WHAT THE EXERCISE ASKS: Starting at the line with "Target: white ceiling light fixture", retype each line exactly up to and including the final line of the records below.

RECORDS FOR THIS EXERCISE:
______

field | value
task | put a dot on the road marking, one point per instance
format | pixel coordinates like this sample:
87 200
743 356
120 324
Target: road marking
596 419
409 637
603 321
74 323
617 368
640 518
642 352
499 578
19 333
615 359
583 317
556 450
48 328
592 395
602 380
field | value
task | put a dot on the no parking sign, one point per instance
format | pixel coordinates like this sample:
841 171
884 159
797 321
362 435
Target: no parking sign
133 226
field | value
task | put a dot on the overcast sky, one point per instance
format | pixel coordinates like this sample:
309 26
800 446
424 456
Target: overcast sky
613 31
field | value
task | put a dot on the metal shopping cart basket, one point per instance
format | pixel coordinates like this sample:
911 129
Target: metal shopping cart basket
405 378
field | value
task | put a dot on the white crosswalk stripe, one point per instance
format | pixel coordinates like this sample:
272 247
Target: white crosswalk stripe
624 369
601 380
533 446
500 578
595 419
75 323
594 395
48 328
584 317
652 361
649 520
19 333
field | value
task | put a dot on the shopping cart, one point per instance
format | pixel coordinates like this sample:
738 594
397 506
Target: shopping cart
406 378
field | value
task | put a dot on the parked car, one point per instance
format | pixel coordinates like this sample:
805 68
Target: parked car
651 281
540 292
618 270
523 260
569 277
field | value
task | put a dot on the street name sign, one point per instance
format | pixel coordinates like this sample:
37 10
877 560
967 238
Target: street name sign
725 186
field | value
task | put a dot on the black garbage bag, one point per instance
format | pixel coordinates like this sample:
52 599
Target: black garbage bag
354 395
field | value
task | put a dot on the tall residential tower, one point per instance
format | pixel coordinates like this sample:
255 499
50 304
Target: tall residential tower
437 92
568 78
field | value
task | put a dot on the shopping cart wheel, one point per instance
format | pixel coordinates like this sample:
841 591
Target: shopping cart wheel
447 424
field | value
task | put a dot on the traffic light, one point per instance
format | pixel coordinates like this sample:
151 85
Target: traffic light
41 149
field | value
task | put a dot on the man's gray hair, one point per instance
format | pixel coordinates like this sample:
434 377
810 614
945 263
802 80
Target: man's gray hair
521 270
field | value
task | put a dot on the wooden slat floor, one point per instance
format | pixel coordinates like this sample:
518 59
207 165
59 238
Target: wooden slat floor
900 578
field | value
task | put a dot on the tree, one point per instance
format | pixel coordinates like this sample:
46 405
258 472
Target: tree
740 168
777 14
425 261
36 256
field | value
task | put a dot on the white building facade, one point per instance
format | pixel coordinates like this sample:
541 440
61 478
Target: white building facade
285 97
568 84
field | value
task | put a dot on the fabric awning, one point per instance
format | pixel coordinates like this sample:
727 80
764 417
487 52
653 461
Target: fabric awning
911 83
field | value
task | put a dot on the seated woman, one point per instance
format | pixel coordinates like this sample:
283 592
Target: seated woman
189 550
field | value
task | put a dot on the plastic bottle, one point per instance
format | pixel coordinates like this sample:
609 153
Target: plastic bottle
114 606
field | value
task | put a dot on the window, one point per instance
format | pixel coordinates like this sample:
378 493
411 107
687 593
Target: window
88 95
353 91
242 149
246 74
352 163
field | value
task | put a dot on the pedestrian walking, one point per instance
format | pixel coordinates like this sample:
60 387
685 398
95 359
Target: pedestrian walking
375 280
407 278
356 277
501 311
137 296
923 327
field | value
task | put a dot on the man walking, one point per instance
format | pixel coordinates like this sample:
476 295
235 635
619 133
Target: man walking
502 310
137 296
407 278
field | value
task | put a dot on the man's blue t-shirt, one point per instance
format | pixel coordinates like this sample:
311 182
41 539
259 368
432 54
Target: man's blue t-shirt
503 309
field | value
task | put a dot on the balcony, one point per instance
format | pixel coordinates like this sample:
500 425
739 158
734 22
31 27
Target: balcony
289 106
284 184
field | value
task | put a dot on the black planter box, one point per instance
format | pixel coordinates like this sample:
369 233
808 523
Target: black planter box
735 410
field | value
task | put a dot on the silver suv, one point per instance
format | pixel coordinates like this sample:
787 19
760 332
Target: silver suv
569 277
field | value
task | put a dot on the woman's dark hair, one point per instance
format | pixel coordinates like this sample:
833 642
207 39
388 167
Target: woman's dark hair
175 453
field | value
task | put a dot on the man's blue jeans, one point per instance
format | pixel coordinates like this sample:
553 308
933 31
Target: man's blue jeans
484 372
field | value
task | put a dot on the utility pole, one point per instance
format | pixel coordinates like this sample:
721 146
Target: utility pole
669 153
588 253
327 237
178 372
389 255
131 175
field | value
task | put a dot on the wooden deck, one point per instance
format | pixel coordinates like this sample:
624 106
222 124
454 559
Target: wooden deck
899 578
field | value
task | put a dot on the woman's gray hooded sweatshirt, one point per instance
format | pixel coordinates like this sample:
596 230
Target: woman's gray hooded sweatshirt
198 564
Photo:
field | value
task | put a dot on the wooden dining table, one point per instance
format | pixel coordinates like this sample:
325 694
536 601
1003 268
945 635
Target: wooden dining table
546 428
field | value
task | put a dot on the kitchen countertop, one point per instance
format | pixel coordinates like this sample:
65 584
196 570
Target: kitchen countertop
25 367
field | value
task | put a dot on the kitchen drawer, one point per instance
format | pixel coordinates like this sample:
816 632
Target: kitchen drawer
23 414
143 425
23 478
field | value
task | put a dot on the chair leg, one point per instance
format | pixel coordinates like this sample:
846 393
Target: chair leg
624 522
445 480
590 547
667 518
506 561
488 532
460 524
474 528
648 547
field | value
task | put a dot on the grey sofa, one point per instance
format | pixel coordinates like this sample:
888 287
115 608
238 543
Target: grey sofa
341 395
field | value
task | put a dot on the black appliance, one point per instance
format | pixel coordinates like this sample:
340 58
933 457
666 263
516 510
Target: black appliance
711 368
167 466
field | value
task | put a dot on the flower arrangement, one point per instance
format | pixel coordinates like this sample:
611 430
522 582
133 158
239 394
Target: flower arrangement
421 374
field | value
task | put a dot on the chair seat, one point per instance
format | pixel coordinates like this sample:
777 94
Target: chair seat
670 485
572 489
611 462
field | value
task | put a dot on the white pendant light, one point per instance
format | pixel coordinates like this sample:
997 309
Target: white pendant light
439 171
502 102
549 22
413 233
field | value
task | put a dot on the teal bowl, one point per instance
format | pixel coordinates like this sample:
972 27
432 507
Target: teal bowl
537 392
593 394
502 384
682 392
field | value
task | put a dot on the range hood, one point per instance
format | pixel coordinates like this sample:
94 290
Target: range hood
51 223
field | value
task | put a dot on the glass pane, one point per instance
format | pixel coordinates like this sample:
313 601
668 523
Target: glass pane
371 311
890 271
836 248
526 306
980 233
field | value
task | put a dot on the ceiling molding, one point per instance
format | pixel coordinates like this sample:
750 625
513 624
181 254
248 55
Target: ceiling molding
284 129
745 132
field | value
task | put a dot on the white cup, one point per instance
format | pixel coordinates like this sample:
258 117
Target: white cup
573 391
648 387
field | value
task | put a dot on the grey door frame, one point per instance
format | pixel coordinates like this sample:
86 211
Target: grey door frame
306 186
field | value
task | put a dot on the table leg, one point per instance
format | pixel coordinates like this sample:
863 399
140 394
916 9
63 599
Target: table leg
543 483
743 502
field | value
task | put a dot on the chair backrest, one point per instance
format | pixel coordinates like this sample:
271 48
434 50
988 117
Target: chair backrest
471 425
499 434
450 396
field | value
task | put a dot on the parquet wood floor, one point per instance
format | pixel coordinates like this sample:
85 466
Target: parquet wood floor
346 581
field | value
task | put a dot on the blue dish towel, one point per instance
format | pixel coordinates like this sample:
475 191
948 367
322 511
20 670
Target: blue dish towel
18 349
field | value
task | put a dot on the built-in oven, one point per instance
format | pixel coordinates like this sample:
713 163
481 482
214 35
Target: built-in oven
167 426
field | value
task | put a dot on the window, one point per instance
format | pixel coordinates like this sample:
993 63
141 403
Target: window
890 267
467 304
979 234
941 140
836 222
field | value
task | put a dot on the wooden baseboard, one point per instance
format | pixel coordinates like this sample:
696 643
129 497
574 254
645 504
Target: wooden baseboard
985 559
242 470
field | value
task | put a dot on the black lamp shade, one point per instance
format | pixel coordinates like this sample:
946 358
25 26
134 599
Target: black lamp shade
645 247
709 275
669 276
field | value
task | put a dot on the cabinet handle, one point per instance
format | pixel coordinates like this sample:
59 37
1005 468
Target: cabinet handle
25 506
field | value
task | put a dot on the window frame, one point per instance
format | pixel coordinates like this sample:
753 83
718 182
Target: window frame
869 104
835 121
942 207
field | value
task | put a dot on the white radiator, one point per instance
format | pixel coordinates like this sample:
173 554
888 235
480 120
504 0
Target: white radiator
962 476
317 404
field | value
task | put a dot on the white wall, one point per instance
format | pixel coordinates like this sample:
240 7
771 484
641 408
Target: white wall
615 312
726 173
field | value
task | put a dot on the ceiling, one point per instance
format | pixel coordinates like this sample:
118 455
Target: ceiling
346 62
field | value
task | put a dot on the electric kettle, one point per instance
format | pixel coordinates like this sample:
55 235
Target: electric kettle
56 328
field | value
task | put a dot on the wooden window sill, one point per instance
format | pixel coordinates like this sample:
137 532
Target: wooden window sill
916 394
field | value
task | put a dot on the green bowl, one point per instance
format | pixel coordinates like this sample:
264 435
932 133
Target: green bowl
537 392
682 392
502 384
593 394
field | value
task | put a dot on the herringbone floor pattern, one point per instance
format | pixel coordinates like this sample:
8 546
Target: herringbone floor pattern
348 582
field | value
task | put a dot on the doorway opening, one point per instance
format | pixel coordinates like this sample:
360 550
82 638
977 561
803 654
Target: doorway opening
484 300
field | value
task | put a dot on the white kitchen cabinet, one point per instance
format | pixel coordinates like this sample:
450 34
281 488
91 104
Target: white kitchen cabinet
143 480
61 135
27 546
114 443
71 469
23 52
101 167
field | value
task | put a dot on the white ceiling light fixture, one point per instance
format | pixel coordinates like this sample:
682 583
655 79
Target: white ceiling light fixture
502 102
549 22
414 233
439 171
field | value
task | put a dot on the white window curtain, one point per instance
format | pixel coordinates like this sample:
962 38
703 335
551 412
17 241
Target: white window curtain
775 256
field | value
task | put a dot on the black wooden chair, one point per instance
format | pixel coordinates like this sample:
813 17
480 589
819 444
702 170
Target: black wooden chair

______

EXERCISE OUTPUT:
Target: white ceiling light fixture
502 102
549 22
414 233
439 171
field | value
task | put a dot on the white window curtain, one point per instance
format | pixel coordinates like this sample:
962 38
703 335
551 412
17 241
Target: white window curtain
775 256
field | value
task | put a dot on the black wooden chair, one point per instance
format | pixel coordinates like this sample:
813 17
480 589
819 444
702 170
Target: black wooden chair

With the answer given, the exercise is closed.